### TASK INSTRUCTIONS
The records are to be reproduced verbatim.

(Saved entries)
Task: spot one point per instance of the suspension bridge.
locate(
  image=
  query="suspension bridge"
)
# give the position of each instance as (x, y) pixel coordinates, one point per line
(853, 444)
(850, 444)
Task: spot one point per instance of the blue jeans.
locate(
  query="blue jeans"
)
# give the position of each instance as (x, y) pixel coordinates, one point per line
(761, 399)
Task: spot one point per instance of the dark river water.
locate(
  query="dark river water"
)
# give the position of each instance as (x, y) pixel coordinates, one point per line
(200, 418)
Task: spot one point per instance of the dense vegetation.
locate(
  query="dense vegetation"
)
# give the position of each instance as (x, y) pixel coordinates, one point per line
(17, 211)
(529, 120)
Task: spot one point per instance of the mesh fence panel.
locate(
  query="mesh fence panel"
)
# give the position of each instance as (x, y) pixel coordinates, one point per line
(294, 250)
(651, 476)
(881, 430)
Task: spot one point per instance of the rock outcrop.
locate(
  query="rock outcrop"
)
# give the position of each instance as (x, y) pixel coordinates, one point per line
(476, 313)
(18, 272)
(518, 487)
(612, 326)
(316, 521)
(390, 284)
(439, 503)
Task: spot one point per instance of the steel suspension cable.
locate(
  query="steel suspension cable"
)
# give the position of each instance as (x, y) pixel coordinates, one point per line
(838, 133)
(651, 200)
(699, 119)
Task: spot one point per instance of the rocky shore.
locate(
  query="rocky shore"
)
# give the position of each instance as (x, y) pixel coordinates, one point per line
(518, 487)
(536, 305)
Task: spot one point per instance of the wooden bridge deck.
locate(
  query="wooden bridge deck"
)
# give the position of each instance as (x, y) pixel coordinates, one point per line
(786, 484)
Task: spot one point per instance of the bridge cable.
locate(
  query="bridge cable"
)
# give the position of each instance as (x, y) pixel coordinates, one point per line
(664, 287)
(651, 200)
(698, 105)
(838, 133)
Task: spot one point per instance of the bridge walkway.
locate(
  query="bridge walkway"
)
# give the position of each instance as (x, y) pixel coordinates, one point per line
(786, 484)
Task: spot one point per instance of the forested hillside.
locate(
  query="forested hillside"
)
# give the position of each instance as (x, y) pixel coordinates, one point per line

### EXERCISE ANSWER
Task: spot one point per instance of the suspension bridge.
locate(
  image=
  query="suspension bridge"
)
# give the position of each instance as (x, y) pixel coordinates, one point per line
(853, 444)
(850, 444)
Task: spot one point per instance of the blue jeans.
locate(
  query="blue jeans"
)
# give the position of each instance as (x, y) pixel coordinates, one point per line
(761, 399)
Task: spot one point per instance of the dark river water.
locate(
  query="dark river water"
)
# give the position of each instance as (x, y) pixel coordinates, one point per line
(200, 418)
Task: spot one point per instance of the dense vegetation.
locate(
  query="dense vegetation"
)
# give the position of each instance as (x, y) pixel coordinates, one point per line
(17, 211)
(529, 120)
Task: spot one point per instance of the mesh fence panel.
locate(
  query="mesh fence panel"
)
# give the position of each instance as (x, y) pixel coordinates, one point per line
(294, 250)
(651, 476)
(881, 430)
Task: spot one point per instance of the rock outcrop.
locate(
  query="rock outcrop"
)
# give the position of each instance as (x, y) pixel coordinates, one point per line
(476, 313)
(18, 272)
(518, 487)
(612, 326)
(316, 521)
(390, 284)
(439, 503)
Task: spot one point per instance of the steel suspension cable.
locate(
  query="steel suspension cable"
)
# give the position of each instance as (x, y) pixel coordinates, one point per line
(838, 133)
(651, 200)
(699, 119)
Task: spot one point per instance of the rocky shore.
locate(
  query="rocky shore"
)
# give the position of each instance as (x, y) pixel coordinates, one point per line
(518, 487)
(536, 305)
Task: spot one point per instance of the wooden bridge deck.
locate(
  query="wooden bridge deck"
)
# give the position of each instance as (x, y) pixel coordinates, one point per line
(786, 484)
Task: spot one point per instance of the bridge cable.
locate(
  query="bridge cable"
)
# give the position of each instance as (x, y) pixel coordinates, one point per line
(664, 287)
(651, 200)
(698, 105)
(838, 133)
Task: spot one point per instance of the bridge walkway.
locate(
  query="bridge walkway"
)
# give the position of each instance as (x, y) pixel coordinates, one point per line
(786, 484)
Task: spot one point per instance of the forested hillside.
locate(
  query="forested hillside"
)
# give the position of each instance as (x, y) pixel coordinates, one point per line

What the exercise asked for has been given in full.